— Begin Excerpted text —

- Participating broadcaster: Macedonian Radio Television (MRT)
- Country: Macedonia
- Selection process: National final
- Selection date: 17 September 2005

Competing entry
- Song: "Rodendenski baknež"
- Artist: Denis Dimoski [mk]
- Songwriter: Stefan Krstevski

Placement
- Final result: 8th, 68 points

Participation chronology

= Macedonia in the Junior Eurovision Song Contest 2005 =

Macedonia (Note: Presented under the provisional appellation "former Yugoslav Republic of Macedonia", abbreviated "FYR Macedonia".) was represented at the Junior Eurovision Song Contest 2005 with the song "Rodendenski baknež", written by Stefan Krstevski, and performed by Denis Dimoski. The Macedonian participating broadcaster, Macedonian Radio Television (MRT), selected its entry for the contest through a national final.

— End Excerpted text —
— Begin Dataset records —

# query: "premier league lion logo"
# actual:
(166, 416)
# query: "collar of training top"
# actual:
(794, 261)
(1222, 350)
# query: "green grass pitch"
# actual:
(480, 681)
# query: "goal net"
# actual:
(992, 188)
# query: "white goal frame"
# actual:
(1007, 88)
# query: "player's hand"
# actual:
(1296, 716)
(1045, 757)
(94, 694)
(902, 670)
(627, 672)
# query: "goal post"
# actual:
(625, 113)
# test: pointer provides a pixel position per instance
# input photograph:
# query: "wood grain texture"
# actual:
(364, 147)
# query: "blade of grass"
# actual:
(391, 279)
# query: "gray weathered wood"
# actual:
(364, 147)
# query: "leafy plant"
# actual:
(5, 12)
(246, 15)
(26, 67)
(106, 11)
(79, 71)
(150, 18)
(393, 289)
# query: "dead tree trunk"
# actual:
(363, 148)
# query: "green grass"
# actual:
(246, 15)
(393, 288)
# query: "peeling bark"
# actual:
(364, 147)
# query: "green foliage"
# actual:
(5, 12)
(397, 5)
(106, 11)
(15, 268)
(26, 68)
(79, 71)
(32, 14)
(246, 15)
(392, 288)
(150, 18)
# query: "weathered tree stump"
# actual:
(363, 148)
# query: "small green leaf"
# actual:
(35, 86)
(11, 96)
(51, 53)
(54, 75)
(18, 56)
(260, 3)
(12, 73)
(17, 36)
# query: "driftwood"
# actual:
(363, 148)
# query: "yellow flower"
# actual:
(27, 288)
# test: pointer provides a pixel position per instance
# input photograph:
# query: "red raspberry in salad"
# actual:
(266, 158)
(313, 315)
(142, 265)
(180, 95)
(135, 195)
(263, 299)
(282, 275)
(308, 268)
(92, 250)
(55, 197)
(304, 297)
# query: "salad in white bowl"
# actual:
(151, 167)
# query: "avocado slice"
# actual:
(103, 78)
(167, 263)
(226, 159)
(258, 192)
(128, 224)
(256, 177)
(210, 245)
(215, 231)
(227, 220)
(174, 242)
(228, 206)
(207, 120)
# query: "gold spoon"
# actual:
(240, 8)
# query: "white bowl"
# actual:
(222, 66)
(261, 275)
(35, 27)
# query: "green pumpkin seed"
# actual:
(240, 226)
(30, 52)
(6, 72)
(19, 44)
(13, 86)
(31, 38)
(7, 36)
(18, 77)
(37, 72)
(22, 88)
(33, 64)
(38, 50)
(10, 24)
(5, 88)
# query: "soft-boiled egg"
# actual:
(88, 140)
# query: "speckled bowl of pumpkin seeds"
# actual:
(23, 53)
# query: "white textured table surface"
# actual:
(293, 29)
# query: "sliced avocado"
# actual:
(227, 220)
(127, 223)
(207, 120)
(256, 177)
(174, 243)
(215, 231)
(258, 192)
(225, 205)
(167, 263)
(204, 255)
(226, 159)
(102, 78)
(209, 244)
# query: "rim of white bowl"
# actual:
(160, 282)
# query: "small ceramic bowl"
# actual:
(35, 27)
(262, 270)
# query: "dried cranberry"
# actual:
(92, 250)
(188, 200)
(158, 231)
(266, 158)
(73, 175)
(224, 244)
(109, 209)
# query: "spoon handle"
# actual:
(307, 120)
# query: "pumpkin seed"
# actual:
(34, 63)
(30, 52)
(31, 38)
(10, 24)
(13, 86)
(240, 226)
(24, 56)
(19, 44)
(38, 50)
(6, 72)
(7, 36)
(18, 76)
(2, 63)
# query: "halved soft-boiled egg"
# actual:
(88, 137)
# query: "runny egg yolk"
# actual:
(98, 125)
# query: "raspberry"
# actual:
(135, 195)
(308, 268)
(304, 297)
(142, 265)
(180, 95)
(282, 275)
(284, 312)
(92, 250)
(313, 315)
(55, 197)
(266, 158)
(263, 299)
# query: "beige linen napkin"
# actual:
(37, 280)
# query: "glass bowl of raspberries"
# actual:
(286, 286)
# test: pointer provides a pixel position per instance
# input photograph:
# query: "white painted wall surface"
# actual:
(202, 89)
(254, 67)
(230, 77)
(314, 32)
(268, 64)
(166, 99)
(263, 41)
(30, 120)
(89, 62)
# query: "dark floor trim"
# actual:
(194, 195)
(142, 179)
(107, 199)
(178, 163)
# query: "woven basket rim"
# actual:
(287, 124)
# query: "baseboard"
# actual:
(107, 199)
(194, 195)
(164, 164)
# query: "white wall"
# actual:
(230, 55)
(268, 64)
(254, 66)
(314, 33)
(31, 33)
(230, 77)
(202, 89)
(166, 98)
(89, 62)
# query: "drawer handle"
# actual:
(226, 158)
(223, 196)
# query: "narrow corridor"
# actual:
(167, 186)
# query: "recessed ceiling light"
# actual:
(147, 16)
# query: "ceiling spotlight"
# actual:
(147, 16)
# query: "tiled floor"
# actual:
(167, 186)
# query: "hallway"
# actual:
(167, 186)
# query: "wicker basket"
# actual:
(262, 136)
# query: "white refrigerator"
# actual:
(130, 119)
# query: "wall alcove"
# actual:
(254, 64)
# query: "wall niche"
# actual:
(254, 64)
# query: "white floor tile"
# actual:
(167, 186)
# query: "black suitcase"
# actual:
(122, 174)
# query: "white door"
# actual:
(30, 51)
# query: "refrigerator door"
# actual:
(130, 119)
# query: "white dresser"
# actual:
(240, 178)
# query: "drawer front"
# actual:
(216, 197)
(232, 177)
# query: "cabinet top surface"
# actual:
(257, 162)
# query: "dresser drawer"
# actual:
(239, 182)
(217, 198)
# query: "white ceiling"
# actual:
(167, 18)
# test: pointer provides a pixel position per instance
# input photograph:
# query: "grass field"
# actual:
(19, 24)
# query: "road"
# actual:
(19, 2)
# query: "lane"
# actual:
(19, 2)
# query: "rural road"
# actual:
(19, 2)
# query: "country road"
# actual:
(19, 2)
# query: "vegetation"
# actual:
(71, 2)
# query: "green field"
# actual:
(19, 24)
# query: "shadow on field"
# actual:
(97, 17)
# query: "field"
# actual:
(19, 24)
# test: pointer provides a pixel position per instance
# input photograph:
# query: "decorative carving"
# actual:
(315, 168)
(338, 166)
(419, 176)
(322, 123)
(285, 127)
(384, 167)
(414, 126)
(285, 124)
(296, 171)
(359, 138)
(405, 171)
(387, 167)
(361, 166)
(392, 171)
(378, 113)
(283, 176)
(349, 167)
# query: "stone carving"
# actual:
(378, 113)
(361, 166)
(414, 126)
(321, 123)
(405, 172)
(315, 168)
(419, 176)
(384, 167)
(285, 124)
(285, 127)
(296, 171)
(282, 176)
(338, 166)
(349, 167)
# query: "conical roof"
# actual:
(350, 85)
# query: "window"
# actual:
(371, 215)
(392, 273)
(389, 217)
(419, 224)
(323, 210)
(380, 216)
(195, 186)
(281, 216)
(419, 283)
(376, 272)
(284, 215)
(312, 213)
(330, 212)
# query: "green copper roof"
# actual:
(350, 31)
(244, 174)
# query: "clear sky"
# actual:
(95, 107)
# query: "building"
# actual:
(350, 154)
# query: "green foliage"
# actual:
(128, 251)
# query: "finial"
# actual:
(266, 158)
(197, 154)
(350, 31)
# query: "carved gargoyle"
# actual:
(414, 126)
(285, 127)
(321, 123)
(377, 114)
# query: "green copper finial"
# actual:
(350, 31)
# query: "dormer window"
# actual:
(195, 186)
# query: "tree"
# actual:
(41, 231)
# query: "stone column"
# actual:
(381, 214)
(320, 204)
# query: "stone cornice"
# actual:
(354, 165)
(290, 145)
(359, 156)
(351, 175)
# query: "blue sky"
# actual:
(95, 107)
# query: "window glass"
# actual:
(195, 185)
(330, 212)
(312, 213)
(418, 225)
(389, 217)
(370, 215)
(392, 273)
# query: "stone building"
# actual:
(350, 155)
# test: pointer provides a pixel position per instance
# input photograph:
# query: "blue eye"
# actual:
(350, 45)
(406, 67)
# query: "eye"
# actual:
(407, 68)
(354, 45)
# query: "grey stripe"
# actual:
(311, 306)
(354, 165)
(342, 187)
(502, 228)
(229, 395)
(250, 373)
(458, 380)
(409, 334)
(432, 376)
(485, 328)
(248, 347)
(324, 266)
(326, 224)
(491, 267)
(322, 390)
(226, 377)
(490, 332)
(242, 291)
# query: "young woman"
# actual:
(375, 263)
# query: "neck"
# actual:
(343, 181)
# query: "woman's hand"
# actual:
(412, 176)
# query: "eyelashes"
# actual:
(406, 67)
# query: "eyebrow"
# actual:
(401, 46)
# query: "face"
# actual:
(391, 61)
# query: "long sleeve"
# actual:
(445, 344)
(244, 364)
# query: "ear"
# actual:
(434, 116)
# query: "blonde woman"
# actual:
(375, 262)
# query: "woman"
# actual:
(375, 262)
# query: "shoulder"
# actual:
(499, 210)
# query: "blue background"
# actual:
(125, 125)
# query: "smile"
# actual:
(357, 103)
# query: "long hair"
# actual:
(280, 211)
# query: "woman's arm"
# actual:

— End Dataset records —

## Direction 1
Copy the Junior Eurovision 2005 text from "Macedonia (Note: Presented" through "a national final.".
## Direction 2
Answer these questions from the Junior Eurovision 2005 text:
(a) What final result did the Macedonian entry achieve?
(b) On what date was the selection held?
(c) Who wrote the song?
## Direction 3
What field labels appear in the opening list of the Junior Eurovision 2005 text, before the heading "Competing entry"?
Answer using only the Junior Eurovision 2005 text.

## Written solution 1
Macedonia (Note: Presented under the provisional appellation "former Yugoslav Republic of Macedonia", abbreviated "FYR Macedonia".) was represented at the Junior Eurovision Song Contest 2005 with the song "Rodendenski baknež", written by Stefan Krstevski, and performed by Denis Dimoski. The Macedonian participating broadcaster, Macedonian Radio Television (MRT), selected its entry for the contest through a national final.

## Written solution 2
(a) 8th place, with 68 points
(b) 17 September 2005
(c) Stefan Krstevski

## Written solution 3
Participating broadcaster; Country; Selection process; Selection date